The use of the average of 5 or 7 judges is just one way to calculate the score to award. From a purely statistical point of view the average is known to be a biased estimate of the “correct” value when there are only a few measurements (as is the case with 5-7 judges for each movement). Better measures are, for example, the median (or central) score. However, the median method fully removes all but the central value and surely some information is lost.

Our goal in proposing this rule change is to establish for dressage a system that is in common use in other sports, including other equestrian disciplines. It is easy for the public and rider to understand and reduces the impact of judges with a divergent mark on the score of each movement. We fully recognize that sometimes this will discount a score that may after full analysis be considered to have been the most correct. That score will remain on the score sheet but the awarded final score will reflect the general consensus at the time of the test.

Only by education, training and experience, or a change in judging system, can that consensus be more often the perfect correct result we would wish for, but HiLoDrop will ensure that the general consensus is more often the one that is used to award the final score and to determine the final ranking.

HiLoDrop does not tell judges what to award. As today, a judge who sees an exceptional execution or a mistake is encouraged to award the score that they believe is the most correct. Their score will stand and can be discussed as today with other judges after the event and can be understood by the rider in the same way as today. No judge’s notes are ever actually discounted from the final score in totality unless they are high or low for every figure. There is no reason for judges to be more conservative in their judging. If two judges give a 10 or two judges give a 4 then the 10 or 4 will strongly influence the final result. Just as today, judges must award the score they believe in. Most riders will actually receive a boost in their final score.

HiLoDrop favours the consensus opinion of the judges whilst reducing the individual influence of a single judge on the final score. The changes introduced due to differences on a single figure are typically immeasurably small, even a 4-point difference for a single figure, today changes the final score by just .001%. It is only in the case of a judge being very different for the majority of the test that any significant change in the awarded final score will be visible. The goal is not to change the important role that multiple judges and judges position brings to the sport, but just to arrive at a more representative final result for prizes, medals and public understanding.

# Short task
Duplicate the passage on HiLoDrop dressage scoring word for word, starting at "Our goal in" and ending at "of the test.".

# Data shown

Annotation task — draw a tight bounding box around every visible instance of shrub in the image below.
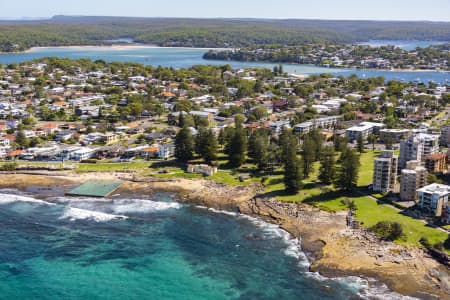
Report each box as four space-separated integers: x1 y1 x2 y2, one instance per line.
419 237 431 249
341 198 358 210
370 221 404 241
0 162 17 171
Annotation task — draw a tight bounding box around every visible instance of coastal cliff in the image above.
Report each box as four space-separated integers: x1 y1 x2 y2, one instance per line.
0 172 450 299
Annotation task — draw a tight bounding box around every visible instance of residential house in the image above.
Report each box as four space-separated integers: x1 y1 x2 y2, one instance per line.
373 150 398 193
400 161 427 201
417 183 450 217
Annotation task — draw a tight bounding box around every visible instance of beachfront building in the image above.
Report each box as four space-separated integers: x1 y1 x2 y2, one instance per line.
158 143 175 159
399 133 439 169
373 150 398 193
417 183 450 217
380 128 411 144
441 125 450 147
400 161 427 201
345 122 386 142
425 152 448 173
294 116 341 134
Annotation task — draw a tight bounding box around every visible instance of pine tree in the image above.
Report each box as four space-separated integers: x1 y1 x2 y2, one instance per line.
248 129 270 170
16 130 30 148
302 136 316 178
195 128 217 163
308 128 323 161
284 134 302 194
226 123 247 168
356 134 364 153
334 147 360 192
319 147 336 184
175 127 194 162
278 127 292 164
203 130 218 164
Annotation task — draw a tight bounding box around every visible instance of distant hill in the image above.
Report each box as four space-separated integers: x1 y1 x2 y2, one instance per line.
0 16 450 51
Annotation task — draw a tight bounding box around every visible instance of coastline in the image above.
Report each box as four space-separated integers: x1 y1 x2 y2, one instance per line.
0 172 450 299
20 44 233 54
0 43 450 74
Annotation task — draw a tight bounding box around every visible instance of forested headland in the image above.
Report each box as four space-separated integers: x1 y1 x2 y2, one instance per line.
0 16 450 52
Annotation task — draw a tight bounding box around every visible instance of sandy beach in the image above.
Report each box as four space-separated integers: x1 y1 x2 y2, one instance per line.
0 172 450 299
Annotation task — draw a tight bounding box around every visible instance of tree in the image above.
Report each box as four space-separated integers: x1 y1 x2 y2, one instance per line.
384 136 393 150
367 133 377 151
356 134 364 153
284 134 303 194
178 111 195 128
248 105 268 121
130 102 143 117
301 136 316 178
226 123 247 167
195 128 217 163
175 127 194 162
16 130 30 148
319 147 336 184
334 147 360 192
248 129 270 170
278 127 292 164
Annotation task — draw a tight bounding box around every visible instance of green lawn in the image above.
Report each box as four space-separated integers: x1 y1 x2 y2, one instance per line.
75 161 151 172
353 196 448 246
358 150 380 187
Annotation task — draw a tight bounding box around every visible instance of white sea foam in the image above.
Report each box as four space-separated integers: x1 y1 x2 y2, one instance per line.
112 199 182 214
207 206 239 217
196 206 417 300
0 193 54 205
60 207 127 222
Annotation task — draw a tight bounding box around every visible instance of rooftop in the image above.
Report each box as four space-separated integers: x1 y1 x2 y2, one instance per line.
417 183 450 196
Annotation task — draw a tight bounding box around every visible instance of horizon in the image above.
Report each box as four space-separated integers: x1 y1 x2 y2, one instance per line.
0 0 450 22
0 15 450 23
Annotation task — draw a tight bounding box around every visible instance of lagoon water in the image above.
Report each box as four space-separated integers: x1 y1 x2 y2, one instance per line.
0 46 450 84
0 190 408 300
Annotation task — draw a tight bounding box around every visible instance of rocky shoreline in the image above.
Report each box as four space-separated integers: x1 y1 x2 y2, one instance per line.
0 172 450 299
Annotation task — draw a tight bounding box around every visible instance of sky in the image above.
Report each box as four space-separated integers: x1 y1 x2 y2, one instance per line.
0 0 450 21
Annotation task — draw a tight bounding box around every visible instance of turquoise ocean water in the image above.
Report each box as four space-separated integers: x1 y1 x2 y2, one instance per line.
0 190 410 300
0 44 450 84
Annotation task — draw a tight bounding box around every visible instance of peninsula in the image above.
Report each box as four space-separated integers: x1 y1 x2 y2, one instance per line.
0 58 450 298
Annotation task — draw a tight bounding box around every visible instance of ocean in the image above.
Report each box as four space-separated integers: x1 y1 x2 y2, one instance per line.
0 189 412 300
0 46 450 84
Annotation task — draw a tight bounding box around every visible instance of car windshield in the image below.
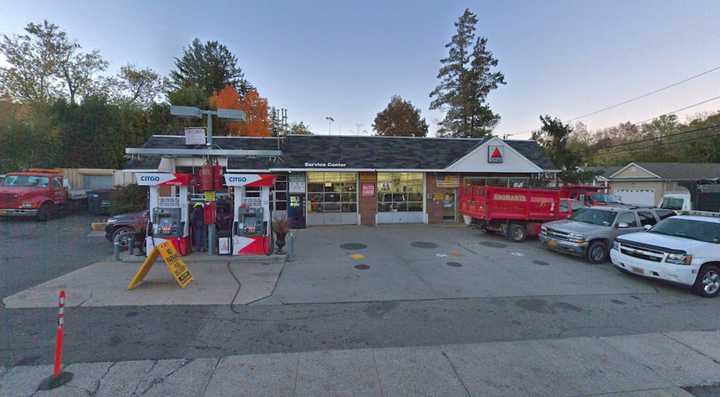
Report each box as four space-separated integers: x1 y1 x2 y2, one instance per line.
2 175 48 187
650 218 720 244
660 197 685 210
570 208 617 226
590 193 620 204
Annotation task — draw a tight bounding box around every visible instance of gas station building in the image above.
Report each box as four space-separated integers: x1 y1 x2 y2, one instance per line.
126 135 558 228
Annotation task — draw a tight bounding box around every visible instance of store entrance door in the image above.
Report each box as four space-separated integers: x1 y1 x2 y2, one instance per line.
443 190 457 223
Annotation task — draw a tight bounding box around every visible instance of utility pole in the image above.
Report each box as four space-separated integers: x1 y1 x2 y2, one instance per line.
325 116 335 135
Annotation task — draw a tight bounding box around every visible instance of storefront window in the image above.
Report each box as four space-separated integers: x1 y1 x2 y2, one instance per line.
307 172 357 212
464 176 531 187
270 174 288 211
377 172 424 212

# Completed task
Our goal in proposing this rule change is to establish for dressage a system that is in common use in other sports, including other equestrian disciplines. It is easy for the public and rider to understand and reduces the impact of judges with a divergent mark on the score of each movement. We fully recognize that sometimes this will discount a score that may after full analysis be considered to have been the most correct. That score will remain on the score sheet but the awarded final score will reflect the general consensus at the time of the test.